Labeled area outline items

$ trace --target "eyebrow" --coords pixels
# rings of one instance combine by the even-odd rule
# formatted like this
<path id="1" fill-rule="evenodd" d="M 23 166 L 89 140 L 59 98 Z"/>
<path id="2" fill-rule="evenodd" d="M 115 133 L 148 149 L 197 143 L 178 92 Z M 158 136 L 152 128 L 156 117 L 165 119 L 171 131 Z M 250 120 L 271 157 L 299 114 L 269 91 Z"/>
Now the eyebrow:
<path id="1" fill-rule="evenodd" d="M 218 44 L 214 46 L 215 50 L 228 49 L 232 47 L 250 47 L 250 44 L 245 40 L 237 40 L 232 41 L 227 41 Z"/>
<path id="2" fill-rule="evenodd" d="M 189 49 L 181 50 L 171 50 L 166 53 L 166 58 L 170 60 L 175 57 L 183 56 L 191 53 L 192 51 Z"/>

• _Description of the task_
Copy the lines in these items word for word.

• _The result_
$ trace --target "eyebrow" --coords pixels
# rings of one instance combine by the even-odd rule
# formatted like this
<path id="1" fill-rule="evenodd" d="M 23 166 L 89 140 L 59 98 Z"/>
<path id="2" fill-rule="evenodd" d="M 115 133 L 148 149 L 197 143 L 178 92 Z M 158 136 L 152 128 L 156 117 L 165 119 L 171 131 Z M 250 120 L 271 157 L 299 114 L 269 91 Z"/>
Now the eyebrow:
<path id="1" fill-rule="evenodd" d="M 218 44 L 214 46 L 215 50 L 228 49 L 232 47 L 250 47 L 250 44 L 245 40 L 237 40 L 232 41 L 227 41 Z"/>
<path id="2" fill-rule="evenodd" d="M 189 49 L 181 50 L 171 50 L 166 53 L 166 58 L 170 60 L 175 57 L 183 56 L 191 53 L 192 51 Z"/>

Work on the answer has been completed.